** Extracted text follows **

Each year as the Women’s Center gathers faculty, staff, alumni and students to honor UVA’s Distinguished Alumna, we invite local middle and high school students and educators to join us as these inspiring leaders share the opportunities and challenges that have shaped their remarkable careers. When our 2020 Distinguished Alumnae, Nancy Howell Agee (Nurs 1979) and Marion Weiss (Arch 1979) were honored in an event hosted over zoom last fall, the recorded event was shared with local students who were then invited to submit essays on related themes. We are pleased to share their thoughts with you here. Special thanks go to Emma Terry, Georgia Meyer, and Tara Hackenberg, staff members from across UVA who lent their support to our Distinguished Alumna celebrations in 2020 as part of their participation in the University’s Cornerstone Program.

Diana Kim, Western Albemarle High School, 12th grade

What influences you?

My desire to leave the world better than I found it influences me. I am a stark idealist and realist in perceiving the world, which can be a headache as my idealistic ideas clash with my pessimistic realism. This innate desire within me influences me to make myself better and to make our world better for others. Why do I have this desire? I have it for many reasons.

** End of Extracted text **
** Extracted information follows **

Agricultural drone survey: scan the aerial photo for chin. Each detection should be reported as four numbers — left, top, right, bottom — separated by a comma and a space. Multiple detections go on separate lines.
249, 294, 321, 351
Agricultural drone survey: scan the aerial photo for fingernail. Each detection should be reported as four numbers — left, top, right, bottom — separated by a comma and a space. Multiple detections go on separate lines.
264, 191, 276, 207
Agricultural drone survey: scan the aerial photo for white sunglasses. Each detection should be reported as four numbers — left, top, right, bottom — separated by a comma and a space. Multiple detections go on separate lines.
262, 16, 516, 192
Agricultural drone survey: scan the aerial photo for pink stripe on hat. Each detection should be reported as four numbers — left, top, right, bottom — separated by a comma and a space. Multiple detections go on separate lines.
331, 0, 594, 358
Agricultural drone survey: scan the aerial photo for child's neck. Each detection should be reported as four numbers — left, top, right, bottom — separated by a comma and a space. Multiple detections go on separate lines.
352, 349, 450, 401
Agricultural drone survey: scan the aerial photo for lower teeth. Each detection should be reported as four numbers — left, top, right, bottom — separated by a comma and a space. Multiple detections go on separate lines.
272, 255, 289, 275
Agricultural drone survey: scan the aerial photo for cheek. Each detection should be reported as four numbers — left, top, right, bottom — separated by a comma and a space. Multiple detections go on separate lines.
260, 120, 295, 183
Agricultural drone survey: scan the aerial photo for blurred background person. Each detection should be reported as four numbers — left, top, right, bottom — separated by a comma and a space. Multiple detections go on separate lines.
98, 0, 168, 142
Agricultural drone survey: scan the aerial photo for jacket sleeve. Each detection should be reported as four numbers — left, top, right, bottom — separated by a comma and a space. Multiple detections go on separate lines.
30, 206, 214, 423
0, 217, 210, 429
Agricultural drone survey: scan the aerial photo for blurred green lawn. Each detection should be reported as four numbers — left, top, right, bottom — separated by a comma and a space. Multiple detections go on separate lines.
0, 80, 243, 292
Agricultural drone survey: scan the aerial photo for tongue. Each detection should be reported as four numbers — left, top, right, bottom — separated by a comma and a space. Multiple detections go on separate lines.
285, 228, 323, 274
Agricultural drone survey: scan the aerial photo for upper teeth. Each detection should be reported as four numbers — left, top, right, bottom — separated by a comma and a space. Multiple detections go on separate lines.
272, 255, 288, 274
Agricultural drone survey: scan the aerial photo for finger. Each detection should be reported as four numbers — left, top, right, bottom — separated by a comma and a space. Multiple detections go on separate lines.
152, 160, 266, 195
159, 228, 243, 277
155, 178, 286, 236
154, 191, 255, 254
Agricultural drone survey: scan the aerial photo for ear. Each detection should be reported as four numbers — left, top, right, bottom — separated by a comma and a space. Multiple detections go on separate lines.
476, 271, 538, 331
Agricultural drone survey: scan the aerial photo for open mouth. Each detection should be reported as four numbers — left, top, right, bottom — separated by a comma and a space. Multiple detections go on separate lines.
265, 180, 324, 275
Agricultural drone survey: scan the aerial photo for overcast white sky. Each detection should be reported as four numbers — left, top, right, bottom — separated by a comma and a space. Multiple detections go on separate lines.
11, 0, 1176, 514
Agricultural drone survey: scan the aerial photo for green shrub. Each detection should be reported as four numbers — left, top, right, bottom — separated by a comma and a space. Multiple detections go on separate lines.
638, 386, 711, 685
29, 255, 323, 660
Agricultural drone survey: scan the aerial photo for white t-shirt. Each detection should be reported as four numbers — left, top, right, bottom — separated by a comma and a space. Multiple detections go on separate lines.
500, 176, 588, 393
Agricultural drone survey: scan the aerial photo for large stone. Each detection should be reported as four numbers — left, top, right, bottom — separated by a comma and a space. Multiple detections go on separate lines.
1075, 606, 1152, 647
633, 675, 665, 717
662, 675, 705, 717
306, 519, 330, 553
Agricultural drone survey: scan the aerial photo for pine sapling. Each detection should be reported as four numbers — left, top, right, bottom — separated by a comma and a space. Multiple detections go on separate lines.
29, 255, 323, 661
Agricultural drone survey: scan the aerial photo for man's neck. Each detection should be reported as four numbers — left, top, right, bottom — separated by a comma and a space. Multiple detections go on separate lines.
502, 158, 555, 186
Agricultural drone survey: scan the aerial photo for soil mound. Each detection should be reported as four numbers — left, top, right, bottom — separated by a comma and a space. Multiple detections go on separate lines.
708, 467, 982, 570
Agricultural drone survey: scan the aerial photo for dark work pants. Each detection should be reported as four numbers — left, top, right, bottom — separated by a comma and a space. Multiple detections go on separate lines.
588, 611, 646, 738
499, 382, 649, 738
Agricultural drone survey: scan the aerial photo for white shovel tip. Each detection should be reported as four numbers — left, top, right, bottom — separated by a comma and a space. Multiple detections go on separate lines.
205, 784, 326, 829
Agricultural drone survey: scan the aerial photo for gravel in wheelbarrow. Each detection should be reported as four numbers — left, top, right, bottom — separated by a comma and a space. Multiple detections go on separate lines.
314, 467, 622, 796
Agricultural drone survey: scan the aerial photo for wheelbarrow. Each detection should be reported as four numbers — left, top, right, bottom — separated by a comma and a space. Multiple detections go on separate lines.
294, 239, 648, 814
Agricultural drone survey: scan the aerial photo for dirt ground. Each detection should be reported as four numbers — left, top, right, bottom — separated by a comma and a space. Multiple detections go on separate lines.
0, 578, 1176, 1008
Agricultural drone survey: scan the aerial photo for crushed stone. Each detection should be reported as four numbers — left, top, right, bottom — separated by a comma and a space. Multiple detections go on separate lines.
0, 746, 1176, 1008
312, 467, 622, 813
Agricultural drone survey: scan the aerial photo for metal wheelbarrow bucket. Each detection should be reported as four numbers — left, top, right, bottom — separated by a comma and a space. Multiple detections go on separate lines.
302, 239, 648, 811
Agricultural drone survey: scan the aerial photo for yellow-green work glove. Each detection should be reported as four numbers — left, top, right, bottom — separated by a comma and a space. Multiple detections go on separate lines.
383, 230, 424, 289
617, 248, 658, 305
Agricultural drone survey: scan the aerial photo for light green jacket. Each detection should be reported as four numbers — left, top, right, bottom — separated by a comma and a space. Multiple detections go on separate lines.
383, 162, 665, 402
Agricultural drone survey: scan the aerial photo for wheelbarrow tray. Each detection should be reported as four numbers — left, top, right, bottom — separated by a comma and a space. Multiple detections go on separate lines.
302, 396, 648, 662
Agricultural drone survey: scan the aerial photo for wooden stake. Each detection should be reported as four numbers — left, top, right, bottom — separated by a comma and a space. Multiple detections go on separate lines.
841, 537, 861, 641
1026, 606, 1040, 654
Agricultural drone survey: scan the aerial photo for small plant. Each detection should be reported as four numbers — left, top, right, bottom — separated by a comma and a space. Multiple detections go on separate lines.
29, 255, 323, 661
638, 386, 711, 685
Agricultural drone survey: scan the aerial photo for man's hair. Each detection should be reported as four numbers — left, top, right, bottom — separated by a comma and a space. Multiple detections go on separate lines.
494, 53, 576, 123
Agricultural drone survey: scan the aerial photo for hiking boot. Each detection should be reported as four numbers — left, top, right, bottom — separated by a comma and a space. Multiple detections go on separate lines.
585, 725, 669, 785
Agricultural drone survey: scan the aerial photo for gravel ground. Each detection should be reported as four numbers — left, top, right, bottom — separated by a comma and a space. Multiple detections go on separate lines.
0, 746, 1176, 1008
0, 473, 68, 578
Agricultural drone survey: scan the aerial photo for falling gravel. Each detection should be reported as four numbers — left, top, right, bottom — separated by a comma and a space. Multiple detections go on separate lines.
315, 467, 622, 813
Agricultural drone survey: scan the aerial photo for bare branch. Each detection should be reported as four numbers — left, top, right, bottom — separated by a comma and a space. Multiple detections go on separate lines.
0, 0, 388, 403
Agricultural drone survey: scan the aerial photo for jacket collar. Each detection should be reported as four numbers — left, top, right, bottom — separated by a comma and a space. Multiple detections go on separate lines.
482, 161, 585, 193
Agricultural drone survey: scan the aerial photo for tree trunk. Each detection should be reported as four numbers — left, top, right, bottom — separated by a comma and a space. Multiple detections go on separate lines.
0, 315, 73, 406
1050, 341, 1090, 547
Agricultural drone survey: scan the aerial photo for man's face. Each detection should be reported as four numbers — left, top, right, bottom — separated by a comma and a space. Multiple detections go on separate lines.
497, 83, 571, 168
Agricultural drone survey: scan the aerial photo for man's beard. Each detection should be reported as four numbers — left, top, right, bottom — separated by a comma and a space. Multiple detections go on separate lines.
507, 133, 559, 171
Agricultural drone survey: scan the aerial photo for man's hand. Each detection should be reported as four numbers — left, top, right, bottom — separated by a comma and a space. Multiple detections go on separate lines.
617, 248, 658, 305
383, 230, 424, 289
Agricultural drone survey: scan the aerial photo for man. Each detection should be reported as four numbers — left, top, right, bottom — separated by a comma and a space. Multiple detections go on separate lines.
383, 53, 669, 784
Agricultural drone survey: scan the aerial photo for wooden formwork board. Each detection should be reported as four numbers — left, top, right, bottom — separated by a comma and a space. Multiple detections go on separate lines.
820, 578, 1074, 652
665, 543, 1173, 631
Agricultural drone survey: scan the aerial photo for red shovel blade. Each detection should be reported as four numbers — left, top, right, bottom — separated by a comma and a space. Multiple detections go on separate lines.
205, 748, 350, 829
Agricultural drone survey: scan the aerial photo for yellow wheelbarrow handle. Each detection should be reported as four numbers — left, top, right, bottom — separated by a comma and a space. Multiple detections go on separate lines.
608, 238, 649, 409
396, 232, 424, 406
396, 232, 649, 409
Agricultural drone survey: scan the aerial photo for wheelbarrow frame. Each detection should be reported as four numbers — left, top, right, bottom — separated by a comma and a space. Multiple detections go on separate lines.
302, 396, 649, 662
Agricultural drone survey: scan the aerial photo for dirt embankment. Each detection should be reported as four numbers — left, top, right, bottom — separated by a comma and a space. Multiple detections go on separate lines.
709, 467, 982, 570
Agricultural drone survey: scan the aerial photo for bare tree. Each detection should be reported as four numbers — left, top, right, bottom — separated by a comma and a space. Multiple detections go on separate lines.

** End of Extracted information **

Copy the Women's Center text starting with "My desire to" and going on through "for many reasons.", putting "wish" in place of "desire" each time it occurs.

My wish to leave the world better than I found it influences me. I am a stark idealist and realist in perceiving the world, which can be a headache as my idealistic ideas clash with my pessimistic realism. This innate wish within me influences me to make myself better and to make our world better for others. Why do I have this wish? I have it for many reasons.